### Sayfa
───
Sokaktaydık ve Kadına Yönelik Şiddete Karşı `İtirazımız var` dedik!
25.11.2019
17:30

25 Kasım Kadına Yönelik Şiddete Karşı Uluslararası Mücadele Günü`nde şiddete, tacize, tecavüze, sömürülmeye, ötekileştirilmeye `İtirazım Var` diyen tüm kadınlar bir araya geldi.  Nilüfer Kent Konseyi önünden başlayan ve Nilüfer Belediyesi Halk Evi önünde son bulan yürüyüşün ardından öldürülen kadınlar için saygı duruşu ve anma gerçekleştirildi. Yürüyüşe geçen yıl kızı (Günay Torun), oğlu tarafından öldürülen Zübeyde Mızrakçı da katıldı. İstanbul Sözleşmesi`nin Halk Evi binasına asılmasının ardından, Nilüfer Kent Konseyi Kadın Meclisi Başkanı Nergiz Döner basın açıklaması yaptı. Döner, erkek şiddeti son bulana kadar mücadeleye devam edeceklerini belirtti. Nilüfer Kent Konseyi Kadın Meclisi ile Nilüfer Belediyesi Eşitlik Birimi`nin ortak basın açıklaması şöyle;

``Bugün, 25 Kasım Kadına Yönelik Şiddetle Mücadele ve Dayanışma Günü.
───
### Gösterilen Kayıtlar

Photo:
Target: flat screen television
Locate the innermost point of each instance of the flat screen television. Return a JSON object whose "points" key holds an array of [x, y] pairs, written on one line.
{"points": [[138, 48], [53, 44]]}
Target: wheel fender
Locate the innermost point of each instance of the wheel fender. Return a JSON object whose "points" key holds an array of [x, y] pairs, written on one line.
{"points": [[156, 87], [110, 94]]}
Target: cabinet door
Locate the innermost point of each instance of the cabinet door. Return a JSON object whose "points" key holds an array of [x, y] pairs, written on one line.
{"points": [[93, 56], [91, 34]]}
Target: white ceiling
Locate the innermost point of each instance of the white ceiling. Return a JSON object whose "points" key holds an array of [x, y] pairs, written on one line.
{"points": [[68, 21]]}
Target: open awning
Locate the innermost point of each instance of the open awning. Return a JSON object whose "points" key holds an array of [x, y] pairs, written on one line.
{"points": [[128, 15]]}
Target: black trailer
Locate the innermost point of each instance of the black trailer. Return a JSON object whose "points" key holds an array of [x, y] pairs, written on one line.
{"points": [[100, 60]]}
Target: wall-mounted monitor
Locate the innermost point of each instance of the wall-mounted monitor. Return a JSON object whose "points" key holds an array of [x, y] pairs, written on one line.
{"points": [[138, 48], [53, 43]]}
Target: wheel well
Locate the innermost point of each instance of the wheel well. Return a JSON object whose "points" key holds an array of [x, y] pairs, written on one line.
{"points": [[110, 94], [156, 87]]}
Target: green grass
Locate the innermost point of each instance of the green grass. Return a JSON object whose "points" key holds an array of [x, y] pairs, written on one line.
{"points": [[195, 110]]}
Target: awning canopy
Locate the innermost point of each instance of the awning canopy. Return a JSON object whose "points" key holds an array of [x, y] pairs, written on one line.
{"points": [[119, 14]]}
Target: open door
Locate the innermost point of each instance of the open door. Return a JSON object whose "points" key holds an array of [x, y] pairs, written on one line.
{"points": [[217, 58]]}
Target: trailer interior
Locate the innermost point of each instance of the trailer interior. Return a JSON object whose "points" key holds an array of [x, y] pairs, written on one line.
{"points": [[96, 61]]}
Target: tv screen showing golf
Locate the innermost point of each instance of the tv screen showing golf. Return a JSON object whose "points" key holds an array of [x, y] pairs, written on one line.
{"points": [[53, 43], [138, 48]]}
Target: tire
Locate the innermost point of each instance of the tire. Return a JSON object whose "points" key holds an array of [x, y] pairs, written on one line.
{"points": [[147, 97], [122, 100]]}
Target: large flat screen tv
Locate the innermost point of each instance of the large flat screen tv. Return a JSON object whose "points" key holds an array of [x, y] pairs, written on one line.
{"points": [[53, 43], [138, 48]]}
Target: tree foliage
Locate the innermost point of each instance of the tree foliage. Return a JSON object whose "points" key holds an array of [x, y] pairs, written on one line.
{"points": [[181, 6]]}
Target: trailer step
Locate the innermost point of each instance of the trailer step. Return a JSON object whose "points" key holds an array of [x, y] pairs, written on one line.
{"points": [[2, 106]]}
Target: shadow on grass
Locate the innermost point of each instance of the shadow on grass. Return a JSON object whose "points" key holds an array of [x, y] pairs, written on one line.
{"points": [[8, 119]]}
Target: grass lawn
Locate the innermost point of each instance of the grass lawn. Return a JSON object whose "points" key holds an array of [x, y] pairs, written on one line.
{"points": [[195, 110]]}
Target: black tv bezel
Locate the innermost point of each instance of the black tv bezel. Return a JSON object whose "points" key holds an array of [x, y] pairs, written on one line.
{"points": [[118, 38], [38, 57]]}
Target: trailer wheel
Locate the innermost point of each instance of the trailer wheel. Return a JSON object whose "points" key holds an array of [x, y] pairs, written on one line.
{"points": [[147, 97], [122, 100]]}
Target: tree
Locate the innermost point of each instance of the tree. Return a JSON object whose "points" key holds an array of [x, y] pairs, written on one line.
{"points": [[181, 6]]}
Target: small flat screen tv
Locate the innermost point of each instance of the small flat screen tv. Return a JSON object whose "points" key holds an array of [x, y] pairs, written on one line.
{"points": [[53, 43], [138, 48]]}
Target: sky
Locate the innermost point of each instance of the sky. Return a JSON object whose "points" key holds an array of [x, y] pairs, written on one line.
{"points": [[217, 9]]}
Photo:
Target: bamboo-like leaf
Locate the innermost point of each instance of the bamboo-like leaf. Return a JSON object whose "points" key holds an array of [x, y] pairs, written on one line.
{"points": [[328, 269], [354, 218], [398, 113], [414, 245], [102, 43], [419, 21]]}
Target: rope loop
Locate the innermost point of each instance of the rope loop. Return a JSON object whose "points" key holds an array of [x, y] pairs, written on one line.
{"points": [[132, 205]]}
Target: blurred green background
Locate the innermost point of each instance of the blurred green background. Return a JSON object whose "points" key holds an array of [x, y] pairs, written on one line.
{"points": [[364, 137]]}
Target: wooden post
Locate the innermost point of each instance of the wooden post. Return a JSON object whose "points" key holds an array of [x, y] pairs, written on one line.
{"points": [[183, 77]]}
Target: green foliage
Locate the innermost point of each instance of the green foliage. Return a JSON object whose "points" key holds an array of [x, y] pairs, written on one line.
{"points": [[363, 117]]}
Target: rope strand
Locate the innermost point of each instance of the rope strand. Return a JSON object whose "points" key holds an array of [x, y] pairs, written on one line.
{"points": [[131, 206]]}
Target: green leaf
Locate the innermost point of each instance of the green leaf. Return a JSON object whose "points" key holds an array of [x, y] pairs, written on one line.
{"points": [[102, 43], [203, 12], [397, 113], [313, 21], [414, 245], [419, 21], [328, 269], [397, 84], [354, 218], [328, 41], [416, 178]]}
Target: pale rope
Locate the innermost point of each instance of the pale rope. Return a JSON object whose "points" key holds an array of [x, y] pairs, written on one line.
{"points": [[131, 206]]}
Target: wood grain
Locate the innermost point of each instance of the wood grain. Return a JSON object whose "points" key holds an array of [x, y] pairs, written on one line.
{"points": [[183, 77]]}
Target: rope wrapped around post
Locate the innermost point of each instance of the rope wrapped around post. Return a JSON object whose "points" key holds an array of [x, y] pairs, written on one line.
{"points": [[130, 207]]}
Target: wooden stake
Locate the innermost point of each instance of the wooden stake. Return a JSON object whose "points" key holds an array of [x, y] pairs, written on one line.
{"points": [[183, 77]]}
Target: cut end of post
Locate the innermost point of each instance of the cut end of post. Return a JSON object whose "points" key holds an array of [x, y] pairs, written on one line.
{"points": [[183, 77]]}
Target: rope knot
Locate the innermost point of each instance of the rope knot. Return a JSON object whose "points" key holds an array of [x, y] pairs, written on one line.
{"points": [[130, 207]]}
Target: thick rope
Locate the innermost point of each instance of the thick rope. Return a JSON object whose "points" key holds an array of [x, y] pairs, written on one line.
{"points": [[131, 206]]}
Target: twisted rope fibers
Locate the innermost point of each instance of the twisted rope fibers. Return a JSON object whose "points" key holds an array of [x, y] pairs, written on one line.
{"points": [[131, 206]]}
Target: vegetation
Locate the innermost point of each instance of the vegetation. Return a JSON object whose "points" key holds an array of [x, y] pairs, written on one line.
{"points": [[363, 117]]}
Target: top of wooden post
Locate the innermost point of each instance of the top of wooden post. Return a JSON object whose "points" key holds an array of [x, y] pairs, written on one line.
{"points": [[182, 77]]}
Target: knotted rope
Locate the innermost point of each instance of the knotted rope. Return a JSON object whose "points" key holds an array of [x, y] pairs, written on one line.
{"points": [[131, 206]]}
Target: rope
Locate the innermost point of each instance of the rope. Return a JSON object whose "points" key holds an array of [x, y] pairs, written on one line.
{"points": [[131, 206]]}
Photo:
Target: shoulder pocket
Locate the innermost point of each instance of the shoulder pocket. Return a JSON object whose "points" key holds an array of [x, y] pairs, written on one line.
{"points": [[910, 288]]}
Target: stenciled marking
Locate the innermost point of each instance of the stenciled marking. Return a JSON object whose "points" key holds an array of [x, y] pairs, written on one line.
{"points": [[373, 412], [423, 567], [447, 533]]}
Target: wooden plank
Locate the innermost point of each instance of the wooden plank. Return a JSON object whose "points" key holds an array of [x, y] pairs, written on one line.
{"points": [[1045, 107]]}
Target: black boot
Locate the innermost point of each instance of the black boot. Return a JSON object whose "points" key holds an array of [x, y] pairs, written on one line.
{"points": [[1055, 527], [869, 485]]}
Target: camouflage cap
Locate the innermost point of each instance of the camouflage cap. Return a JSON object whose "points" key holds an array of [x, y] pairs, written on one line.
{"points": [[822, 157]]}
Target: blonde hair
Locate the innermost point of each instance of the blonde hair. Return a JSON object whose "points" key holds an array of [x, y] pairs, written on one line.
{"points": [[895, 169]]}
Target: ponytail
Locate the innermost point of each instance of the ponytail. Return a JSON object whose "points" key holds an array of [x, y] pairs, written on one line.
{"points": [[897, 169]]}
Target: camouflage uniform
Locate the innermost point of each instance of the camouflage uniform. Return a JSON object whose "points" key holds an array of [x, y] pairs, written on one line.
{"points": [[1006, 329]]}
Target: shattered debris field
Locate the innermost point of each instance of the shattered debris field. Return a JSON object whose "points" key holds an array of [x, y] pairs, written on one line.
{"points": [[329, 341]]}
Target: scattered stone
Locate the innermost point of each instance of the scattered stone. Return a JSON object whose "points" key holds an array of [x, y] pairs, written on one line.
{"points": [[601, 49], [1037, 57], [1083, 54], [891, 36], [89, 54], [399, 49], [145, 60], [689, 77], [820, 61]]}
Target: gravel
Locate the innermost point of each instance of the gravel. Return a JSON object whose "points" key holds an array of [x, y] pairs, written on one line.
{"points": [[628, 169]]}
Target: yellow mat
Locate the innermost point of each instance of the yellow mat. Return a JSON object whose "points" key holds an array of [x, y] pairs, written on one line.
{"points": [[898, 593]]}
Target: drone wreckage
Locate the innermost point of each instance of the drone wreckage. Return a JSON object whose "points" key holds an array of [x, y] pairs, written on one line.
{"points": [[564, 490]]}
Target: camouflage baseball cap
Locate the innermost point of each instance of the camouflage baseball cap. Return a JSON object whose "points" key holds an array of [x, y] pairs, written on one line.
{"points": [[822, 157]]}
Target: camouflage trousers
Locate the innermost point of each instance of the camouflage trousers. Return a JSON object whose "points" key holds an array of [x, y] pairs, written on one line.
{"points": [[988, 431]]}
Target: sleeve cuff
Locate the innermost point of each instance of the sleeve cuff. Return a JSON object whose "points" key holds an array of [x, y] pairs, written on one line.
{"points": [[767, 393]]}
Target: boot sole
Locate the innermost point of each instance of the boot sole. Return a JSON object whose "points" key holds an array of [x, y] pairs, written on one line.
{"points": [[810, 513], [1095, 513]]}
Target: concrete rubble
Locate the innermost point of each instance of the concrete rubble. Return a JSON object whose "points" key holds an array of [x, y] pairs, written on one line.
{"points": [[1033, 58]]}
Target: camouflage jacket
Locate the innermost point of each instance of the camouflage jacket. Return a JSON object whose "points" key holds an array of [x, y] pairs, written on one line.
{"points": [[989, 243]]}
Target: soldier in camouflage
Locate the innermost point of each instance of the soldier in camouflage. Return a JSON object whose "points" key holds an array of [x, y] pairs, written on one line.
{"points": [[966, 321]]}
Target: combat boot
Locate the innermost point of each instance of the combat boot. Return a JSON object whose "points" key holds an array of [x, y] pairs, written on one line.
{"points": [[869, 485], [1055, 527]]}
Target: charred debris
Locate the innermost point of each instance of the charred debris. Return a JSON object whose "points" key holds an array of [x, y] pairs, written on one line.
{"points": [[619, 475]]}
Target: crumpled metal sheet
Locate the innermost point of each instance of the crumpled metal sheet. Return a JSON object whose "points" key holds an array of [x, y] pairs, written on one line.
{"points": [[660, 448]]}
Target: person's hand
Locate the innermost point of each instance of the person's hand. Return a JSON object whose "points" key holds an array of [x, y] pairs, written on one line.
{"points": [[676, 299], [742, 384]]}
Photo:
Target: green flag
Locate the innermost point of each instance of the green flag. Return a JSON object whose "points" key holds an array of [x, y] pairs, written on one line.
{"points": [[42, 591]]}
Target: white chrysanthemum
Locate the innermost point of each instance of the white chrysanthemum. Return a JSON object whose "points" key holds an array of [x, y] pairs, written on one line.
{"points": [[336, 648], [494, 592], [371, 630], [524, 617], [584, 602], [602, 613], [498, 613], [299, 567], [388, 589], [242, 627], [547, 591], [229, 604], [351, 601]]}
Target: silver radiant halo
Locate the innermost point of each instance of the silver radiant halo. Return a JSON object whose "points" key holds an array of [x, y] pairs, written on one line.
───
### Yapılacak İş
Kayıtlardan önce yer alan 25 Kasım yürüyüşü haberini, son cümlesinin ardından gelecek bölümü yazarak sürdürün.

### Yazılı Yanıt
Bugün, 25 Kasım 1960 tarihinde Dominik Cumhuriyeti`nde Trujillo diktatörlüğüne karşı direnen Mirabel kardeşlerin tecavüz edilip yakılmalarının yıl dönümü. Demokrasi ve özgürlük savunucusu bu üç kız kardeşin, onurlu mücadelelerini anma, kadına yönelik yapılan her tür şiddetin karşısında durma günüdür!

Mücadele eden, birbirinin hayatına dokunan, birbirinden öğrenen ve güç alan kadınlarız. Elbette yaşadığımız ülkeyi, kadınların ve tüm insanların eşit ve özgür olduğu, herkesin insanca yaşadığı bağımsız, özgür, laik bir ülkeye dönüştürmek için emek veriyoruz. Bu savaşımda da en büyük güç, birbirimizle kuracağımız dayanışma, yan yana olmak, yalnız olmadığımızı bilmektir. Omuz omuza verirsek, aşamayacağımız engel yok. Bunu defalarca deneyimledik.

Kadın özgürlüğü ve eşitliği kadına yönelik her türlü erkek şiddeti ile; duygusal, cinsel, sözlü, fiziksel, ekonomik şiddetle mücadele yürütmek olmazsa olmazımız. Çocuğa, doğaya, hayvana yönelik yapılan tüm şiddet eylemlerinin karşısındayız! Erkek iktidarının gölgesi altındaki karanlığa mahkum olmayacağız!

Geçtiğimiz ekim ayında erkekler, 36 kadını yaşamından kopardı.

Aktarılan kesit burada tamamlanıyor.